## Exercise brief
In the article below about Fairmont State University, what is Shawn Reese's position at the university?

## Exercise text
= Beginning of Section =

FAIRMONT – Just the act of getting out of your recliner and going to your refrigerator for a snack is akin to an electrical orchestra, taking on a performance in its own neuromuscular concert hall.

Impulses from the brain set synapses into motion, which are translated – composed – into the commands that enable us to put one foot in front of the other.

Courtesy of a $71,000 grant through the West Virginia IDeA Network of Biomedical Research Excellence, students at Fairmont State University will soon be able to chart those movements like never before.

The monies will be used for the purchase of a Caldwell Sierra Summit neurodiagnostic system, a Mindray MX7 portable ultrasound unit and a Delsud Trigno Avanti Electromyography system – or EMG, as it is known in the trade.

In this business, Fairmont State’s Shawn Reese said, brand names are everything.

So is the equipment, which is used in hospitals and clinical labs across the U.S. and globe, said Reese, an FSU assistant professor of exercise science.

Don’t call it acquiring just to acquire, the professor and researcher said.

In places such as West Virginia, where the population is getting older, the graduate students at Fairmont State who will be utilizing the equipment will, in effect, be able to chart the ambulatory evolution from baby stroller to cane – and all benchmarks in between.

= End of Section =

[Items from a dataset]
= Beginning of Section =

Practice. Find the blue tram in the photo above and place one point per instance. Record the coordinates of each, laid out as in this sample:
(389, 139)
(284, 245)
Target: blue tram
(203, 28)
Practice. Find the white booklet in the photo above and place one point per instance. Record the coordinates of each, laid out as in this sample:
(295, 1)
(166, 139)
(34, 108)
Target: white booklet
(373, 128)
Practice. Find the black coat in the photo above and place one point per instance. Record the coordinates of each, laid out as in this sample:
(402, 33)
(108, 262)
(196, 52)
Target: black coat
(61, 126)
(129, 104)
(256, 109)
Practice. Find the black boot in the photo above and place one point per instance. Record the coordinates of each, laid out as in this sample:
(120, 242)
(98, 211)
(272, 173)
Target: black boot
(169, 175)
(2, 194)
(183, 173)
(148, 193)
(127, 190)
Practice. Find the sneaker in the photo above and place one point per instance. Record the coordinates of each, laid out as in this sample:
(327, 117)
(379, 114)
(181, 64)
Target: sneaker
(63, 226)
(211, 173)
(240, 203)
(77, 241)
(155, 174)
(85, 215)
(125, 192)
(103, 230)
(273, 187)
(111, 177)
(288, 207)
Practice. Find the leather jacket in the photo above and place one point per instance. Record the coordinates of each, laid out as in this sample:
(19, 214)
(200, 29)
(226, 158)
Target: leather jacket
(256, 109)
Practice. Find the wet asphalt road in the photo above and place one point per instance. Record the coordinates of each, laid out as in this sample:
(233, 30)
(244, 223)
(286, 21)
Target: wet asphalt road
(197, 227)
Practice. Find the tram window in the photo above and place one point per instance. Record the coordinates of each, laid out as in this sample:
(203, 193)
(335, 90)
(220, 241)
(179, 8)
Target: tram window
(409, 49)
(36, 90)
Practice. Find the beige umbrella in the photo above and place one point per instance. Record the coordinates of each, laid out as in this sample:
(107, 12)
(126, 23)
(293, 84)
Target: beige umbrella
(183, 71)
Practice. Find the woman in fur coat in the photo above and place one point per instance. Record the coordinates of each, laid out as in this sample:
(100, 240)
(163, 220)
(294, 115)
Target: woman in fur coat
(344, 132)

= End of Section =

## Written answer
He is an assistant professor of exercise science.